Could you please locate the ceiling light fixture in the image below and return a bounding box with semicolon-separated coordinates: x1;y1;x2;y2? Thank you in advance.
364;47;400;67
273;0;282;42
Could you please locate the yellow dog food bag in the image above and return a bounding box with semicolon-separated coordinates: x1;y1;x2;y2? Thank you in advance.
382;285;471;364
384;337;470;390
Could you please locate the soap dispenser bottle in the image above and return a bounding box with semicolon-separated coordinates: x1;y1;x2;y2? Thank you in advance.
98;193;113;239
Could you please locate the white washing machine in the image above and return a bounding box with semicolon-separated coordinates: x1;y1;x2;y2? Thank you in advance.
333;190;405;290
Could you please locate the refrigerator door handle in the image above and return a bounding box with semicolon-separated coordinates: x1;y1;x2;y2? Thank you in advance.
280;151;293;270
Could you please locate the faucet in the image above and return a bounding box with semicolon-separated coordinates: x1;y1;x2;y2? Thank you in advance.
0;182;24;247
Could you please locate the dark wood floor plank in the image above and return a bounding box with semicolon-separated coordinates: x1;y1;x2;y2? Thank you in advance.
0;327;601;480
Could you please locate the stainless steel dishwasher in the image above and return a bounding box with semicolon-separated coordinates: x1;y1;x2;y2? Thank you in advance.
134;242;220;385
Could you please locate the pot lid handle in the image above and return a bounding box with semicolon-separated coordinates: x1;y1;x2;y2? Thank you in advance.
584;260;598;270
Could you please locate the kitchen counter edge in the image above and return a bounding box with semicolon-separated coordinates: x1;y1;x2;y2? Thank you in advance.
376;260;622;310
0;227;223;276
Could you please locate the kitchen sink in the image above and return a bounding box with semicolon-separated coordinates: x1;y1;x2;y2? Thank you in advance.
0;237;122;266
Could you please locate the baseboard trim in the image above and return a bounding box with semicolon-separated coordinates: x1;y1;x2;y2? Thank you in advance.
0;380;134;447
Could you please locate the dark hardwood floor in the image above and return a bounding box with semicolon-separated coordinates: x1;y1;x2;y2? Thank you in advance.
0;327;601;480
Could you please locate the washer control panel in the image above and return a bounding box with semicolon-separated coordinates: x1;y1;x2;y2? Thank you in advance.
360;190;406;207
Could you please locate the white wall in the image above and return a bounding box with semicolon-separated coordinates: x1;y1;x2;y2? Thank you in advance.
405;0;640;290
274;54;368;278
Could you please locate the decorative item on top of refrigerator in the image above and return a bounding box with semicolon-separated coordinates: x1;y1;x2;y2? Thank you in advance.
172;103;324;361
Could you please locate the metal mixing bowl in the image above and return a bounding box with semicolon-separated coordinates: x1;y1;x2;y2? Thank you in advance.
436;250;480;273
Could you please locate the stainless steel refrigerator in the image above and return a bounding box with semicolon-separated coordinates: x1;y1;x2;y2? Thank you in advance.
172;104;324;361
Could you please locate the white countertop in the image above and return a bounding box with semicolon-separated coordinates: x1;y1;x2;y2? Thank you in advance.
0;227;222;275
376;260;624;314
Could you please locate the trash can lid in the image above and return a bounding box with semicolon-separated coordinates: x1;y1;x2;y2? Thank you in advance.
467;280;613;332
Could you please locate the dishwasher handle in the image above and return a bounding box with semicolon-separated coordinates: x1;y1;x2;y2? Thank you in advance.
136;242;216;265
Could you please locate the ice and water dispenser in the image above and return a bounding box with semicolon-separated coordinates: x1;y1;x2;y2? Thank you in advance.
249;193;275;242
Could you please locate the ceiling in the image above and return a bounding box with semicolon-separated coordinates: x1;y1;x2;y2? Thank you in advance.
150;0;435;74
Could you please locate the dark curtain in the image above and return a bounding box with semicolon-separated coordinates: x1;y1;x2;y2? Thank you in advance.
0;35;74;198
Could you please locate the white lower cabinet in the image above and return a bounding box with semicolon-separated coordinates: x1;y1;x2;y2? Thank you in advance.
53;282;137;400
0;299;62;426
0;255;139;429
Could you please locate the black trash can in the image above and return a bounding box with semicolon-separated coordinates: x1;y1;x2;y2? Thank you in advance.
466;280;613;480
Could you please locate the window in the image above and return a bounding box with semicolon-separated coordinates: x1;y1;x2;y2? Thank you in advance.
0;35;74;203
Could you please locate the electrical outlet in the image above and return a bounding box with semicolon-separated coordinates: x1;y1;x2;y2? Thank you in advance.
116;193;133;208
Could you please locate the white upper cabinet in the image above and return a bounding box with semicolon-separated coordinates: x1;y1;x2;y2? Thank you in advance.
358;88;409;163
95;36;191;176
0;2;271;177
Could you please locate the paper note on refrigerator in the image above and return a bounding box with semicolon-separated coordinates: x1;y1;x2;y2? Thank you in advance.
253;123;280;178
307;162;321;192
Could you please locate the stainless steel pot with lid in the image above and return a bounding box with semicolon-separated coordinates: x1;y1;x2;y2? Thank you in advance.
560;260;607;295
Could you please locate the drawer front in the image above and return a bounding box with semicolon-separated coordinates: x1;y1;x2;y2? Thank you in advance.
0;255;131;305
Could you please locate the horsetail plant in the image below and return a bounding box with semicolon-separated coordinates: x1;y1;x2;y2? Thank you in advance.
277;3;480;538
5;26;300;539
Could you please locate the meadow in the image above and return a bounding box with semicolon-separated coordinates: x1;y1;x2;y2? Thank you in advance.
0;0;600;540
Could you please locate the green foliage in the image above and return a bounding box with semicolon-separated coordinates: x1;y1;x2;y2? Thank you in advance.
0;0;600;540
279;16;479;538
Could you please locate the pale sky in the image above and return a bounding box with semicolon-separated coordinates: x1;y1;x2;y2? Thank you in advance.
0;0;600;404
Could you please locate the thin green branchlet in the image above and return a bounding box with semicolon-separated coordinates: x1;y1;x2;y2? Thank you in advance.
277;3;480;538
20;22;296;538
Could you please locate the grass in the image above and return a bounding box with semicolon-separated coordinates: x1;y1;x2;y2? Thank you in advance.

---------------

§ **Work to be completed**: Format the lines from the one with "Could you please locate the white countertop" to the one with "376;260;624;314" as a numbered list, leaving out any blank lines.

§ **Correct answer**:
1. Could you please locate the white countertop in the image above and return a bounding box with semicolon-separated coordinates: x1;y1;x2;y2? Thank you in advance.
2. 0;227;222;275
3. 376;260;624;314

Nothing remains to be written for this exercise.